TEXT SEGMENT
○ ○ ○ ○ ○ ○ ○

Chaos theory, another mathematical concept that can be explained through fractals, is probably more applicable to Frame’s life than it is to dinosaurs. The most important aspect of chaos, and the one most often misunderstood, is sensitivity to initial conditions. The long-term future of a chaotic system is impossible to predict because even imperceptible differences in its initial conditions can lead to vastly different outcomes. In spatial terms, this means that you can never be sure whether your starting place is a specific point or another point arbitrarily close to that point: the two are indistinguishable, yet their futures are completely distinct from one another. This makes predicting the progress of the system as a whole impossible. The common example is of a butterfly flapping its wings in Africa causing a hurricane in North America. A more accurate way to put it, according to Frame, is that a butterfly flapping its wings in Africa makes it impossible to predict how, when, or where a hurricane will occur in North America because every small disturbance in wind patterns has the potential to yield a drastically different future.

○ ○ ○ ○ ○ ○ ○

MATERIAL SUPPLIED
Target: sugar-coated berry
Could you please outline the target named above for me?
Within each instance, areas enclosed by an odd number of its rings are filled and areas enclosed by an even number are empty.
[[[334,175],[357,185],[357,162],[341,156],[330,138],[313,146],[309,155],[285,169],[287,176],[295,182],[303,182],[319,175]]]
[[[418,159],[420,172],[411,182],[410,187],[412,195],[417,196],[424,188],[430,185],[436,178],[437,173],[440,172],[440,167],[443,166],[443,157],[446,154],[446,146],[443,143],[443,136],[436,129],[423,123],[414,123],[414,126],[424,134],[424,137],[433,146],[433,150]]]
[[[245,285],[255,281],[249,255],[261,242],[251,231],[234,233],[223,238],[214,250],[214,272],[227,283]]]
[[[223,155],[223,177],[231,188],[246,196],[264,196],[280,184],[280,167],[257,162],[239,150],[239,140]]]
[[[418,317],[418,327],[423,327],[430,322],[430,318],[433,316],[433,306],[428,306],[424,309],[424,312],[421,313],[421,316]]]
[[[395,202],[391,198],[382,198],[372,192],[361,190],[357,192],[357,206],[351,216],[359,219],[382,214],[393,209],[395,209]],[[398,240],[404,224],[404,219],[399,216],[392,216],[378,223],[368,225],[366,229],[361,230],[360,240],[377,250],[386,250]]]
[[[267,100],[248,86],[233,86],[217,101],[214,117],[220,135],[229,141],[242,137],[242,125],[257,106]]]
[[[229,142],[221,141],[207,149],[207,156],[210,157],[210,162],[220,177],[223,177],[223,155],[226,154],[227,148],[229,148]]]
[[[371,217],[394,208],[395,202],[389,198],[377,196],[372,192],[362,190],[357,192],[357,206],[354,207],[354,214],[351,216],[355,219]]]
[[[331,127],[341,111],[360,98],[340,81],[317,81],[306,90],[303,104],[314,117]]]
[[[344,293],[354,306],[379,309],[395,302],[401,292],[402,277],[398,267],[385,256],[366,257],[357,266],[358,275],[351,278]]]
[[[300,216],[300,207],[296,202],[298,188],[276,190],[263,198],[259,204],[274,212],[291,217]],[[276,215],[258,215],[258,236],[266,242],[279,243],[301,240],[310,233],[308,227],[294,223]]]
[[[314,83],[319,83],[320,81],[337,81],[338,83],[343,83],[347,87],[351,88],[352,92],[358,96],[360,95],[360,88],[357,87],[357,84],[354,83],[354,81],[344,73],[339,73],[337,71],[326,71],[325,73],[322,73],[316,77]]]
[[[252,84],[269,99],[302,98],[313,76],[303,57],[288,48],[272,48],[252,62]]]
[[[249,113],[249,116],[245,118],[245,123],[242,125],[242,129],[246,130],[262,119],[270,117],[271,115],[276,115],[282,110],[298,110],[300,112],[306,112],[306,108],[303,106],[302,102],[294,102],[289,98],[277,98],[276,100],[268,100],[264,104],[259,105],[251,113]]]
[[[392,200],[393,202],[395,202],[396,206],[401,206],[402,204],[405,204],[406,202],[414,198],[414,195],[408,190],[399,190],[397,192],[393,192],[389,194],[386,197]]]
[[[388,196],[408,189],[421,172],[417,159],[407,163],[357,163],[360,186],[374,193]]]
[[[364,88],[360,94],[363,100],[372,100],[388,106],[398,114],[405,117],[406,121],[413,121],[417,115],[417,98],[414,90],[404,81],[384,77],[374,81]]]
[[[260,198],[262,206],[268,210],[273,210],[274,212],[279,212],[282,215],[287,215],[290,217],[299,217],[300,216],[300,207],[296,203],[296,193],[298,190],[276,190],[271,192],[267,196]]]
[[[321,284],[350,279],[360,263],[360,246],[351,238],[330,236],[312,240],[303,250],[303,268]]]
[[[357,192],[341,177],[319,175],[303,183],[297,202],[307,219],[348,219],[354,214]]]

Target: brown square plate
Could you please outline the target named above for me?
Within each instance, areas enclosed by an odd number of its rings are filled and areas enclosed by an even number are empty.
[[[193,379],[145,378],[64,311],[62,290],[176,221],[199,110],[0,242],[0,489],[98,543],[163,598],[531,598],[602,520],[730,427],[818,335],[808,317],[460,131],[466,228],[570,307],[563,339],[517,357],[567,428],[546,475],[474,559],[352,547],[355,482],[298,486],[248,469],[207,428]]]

○ ○ ○ ○ ○ ○ ○

EXERCISE DETAILS
In the passage on chaos theory, which aspect of chaos is named as both the most important and the most often misunderstood?

ANSWER TO THE PROBLEM
Sensitivity to initial conditions.